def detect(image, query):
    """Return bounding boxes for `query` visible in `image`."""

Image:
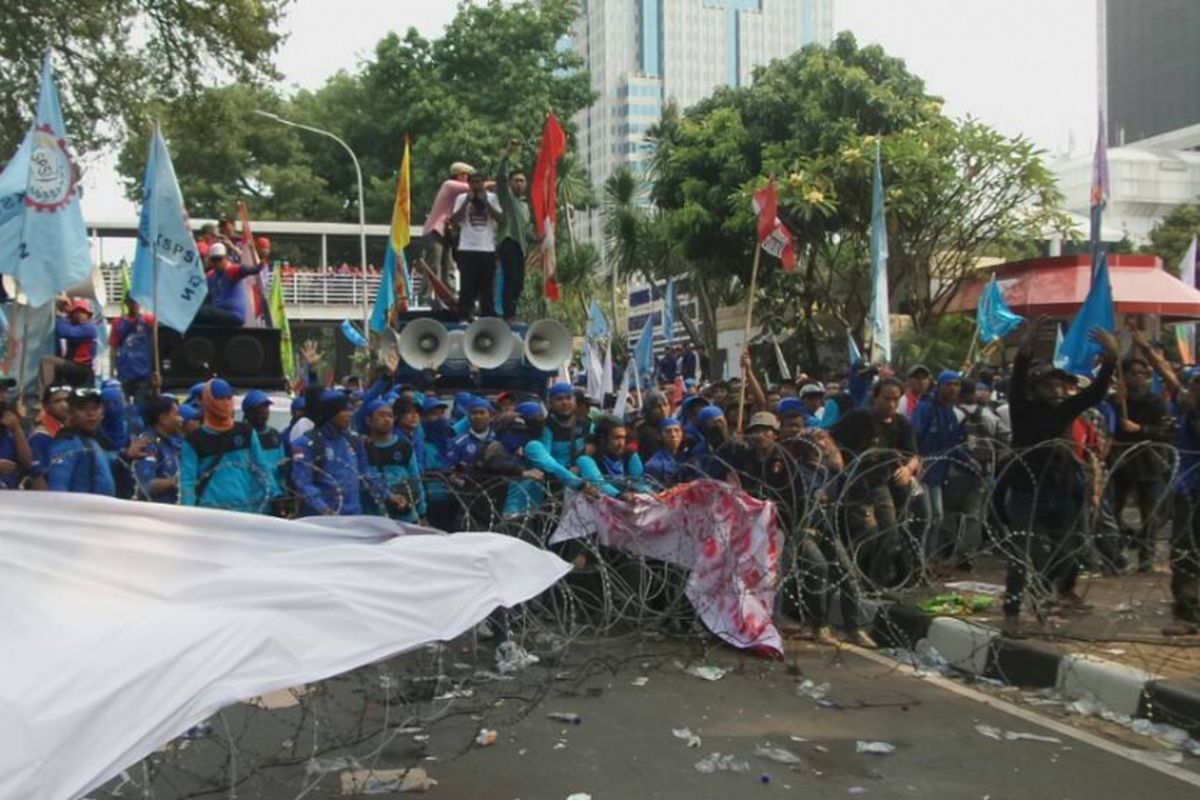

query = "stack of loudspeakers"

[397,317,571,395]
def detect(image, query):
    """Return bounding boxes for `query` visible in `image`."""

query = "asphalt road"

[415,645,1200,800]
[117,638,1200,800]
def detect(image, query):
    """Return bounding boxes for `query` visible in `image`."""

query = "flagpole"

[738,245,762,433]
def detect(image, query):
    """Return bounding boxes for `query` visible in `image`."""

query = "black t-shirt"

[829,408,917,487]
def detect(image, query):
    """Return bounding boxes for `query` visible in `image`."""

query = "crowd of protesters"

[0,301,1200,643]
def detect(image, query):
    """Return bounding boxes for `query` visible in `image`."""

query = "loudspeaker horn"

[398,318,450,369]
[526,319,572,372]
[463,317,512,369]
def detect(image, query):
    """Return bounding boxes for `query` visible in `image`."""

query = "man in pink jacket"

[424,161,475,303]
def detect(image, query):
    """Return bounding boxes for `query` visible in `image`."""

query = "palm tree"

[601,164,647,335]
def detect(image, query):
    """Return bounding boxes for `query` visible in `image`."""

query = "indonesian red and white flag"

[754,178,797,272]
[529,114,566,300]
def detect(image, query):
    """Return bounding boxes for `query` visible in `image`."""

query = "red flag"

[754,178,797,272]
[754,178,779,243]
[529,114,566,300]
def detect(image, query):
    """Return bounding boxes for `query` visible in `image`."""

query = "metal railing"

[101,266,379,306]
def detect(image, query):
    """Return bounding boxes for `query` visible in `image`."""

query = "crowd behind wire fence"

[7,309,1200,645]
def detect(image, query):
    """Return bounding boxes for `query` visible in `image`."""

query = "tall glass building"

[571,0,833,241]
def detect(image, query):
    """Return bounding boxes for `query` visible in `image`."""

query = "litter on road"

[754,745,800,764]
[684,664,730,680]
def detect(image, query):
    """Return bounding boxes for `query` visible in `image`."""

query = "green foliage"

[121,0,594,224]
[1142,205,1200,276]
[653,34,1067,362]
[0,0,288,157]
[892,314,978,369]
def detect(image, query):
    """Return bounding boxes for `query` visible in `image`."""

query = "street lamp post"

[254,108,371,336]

■ DIRECTIVE: Show every line of the material above that contains the string "crowd".

■ WRITTEN RESPONSE:
query = "crowd of protesters"
query = "crowd behind wire fence"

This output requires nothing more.